▶ [Dataset entries]
__________________________________________________

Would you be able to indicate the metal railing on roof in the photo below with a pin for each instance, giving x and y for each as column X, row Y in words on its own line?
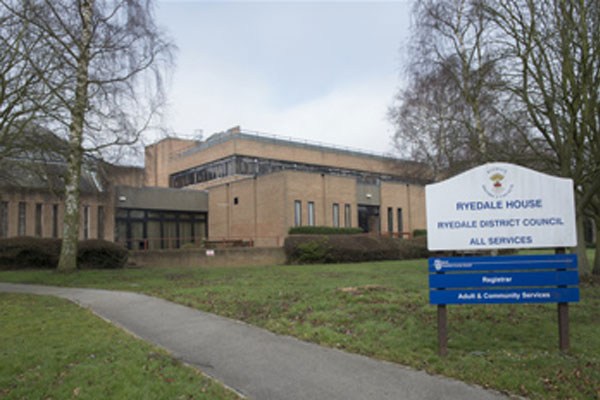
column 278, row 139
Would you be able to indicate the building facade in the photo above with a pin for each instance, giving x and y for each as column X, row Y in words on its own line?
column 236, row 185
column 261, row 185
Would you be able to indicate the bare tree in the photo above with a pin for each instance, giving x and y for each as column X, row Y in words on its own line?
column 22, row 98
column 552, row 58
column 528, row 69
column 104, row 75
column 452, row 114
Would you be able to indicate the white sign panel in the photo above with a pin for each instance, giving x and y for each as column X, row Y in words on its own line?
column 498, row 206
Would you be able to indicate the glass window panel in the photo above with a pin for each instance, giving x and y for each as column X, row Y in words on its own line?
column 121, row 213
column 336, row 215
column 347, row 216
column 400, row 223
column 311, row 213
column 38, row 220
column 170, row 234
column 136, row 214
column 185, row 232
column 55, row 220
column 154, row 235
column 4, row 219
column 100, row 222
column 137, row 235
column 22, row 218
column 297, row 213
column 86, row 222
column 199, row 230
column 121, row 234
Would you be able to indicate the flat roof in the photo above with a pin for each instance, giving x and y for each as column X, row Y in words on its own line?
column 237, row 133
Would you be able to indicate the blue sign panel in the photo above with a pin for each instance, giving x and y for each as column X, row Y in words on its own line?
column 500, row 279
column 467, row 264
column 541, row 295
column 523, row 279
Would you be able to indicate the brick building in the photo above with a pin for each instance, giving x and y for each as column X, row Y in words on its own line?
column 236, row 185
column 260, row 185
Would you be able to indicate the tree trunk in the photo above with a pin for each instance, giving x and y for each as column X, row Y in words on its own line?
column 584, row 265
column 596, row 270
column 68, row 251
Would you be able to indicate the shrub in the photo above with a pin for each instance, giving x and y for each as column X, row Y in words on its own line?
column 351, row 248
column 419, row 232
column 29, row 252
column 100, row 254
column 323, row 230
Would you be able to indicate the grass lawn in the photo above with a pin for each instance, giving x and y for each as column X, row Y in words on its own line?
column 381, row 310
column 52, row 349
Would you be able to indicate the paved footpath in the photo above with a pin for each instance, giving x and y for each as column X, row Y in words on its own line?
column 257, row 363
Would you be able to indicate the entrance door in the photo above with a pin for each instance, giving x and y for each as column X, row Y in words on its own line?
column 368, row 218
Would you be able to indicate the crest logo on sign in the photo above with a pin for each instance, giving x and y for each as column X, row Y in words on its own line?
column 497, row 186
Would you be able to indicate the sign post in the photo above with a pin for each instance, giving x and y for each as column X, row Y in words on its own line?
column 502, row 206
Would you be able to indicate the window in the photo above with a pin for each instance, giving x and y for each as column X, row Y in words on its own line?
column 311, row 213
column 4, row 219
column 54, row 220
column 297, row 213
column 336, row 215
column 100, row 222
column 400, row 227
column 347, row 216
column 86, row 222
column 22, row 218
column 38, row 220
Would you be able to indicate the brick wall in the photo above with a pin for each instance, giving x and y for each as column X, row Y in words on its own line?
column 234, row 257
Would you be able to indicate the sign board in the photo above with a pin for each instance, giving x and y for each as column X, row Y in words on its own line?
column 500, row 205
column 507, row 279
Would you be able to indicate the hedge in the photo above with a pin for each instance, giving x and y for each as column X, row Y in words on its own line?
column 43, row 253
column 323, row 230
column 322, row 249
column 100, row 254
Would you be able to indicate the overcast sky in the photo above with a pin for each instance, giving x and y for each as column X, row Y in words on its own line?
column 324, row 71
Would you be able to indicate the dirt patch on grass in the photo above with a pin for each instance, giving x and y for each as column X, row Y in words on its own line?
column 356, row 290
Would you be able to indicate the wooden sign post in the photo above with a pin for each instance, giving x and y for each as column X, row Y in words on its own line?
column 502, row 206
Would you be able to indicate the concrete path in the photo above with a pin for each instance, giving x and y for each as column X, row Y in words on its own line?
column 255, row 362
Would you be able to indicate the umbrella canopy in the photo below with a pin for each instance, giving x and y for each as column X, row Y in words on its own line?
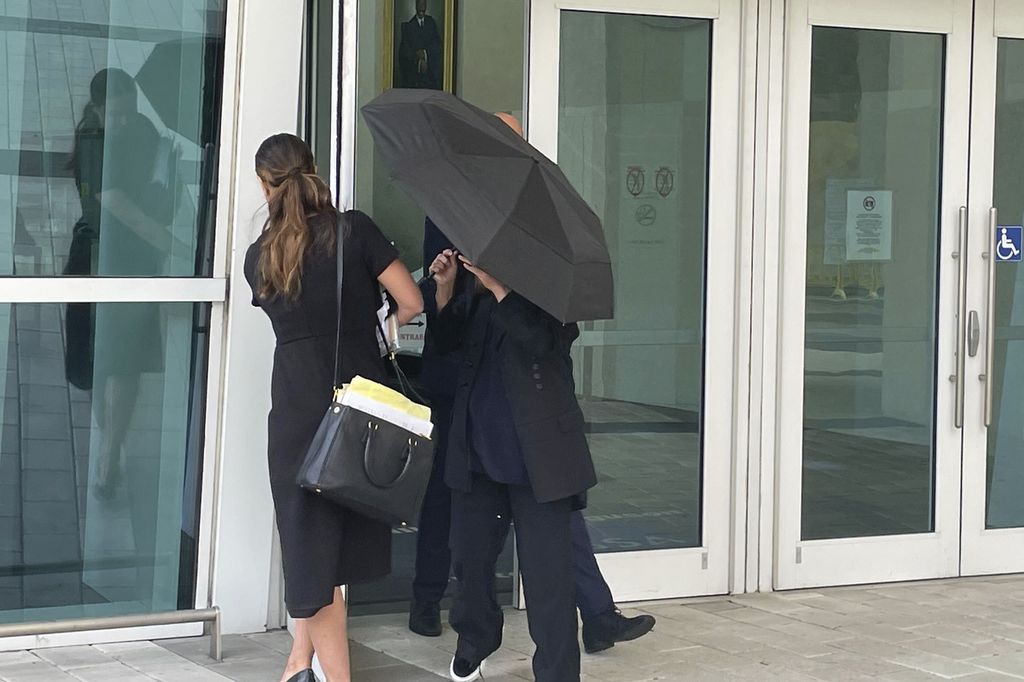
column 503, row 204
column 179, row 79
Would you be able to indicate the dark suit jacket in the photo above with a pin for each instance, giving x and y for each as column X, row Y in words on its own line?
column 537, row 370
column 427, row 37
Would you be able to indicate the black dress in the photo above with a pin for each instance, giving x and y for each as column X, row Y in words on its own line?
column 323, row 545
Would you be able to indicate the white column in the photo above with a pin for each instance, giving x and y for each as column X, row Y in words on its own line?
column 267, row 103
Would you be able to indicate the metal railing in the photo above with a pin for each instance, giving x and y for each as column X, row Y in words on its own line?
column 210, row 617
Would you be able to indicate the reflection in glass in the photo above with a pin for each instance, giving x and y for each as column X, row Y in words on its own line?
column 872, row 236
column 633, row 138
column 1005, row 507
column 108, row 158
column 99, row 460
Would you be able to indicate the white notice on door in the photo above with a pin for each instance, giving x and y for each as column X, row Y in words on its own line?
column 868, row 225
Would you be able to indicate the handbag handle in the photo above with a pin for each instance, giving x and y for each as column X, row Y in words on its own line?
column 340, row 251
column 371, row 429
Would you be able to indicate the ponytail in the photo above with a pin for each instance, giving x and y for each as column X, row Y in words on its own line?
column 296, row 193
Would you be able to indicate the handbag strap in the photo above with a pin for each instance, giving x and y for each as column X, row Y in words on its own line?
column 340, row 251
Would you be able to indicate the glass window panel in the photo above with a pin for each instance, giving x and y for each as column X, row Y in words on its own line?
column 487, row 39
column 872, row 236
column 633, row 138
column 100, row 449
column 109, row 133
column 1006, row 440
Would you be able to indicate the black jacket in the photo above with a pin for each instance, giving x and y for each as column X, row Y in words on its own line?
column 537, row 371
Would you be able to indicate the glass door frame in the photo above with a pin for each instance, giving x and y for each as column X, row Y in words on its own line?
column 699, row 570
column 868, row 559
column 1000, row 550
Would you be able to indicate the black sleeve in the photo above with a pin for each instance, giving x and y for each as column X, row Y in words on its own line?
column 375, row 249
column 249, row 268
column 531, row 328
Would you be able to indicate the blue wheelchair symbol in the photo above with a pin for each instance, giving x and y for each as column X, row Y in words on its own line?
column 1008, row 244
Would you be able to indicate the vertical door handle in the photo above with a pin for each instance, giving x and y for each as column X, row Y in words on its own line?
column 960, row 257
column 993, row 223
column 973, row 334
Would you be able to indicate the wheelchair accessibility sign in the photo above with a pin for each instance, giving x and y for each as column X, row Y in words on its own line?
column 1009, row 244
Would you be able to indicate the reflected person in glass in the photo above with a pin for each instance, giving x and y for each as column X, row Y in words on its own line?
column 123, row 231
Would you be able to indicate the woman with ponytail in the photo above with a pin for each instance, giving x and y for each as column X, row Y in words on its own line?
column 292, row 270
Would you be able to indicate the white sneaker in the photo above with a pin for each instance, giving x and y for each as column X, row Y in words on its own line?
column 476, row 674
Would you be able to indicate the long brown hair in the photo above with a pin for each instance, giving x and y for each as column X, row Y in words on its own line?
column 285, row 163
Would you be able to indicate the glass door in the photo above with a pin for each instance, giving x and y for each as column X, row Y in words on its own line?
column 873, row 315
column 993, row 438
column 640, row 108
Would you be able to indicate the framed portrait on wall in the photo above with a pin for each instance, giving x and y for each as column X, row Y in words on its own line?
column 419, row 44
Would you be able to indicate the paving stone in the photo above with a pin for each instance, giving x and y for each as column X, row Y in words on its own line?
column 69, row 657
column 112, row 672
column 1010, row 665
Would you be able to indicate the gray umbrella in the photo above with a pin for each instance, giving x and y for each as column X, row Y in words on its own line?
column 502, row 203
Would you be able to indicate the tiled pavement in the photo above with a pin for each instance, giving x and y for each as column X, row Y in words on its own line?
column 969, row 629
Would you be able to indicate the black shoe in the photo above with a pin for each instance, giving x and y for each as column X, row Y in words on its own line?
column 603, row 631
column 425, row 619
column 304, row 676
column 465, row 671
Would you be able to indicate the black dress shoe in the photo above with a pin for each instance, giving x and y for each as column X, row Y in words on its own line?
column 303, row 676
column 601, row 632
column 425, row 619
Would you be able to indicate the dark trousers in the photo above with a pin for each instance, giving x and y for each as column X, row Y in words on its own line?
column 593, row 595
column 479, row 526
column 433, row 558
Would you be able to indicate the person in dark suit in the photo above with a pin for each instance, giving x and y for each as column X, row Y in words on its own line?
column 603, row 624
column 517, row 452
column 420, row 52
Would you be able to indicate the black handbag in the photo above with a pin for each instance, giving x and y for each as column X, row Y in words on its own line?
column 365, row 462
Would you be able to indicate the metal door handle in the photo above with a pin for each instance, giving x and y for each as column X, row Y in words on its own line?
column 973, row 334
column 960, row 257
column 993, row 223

__________________________________________________

▶ [Goal] Quote verbatim everything in the records above from the line containing "Would you be able to indicate the entrance" down to the line containing "column 368, row 218", both lines included.

▶ [Written solution]
Would you be able to indicate the entrance door in the photo above with a pin for each instance, giving x and y for each as column X, row Y in words on its own line?
column 368, row 218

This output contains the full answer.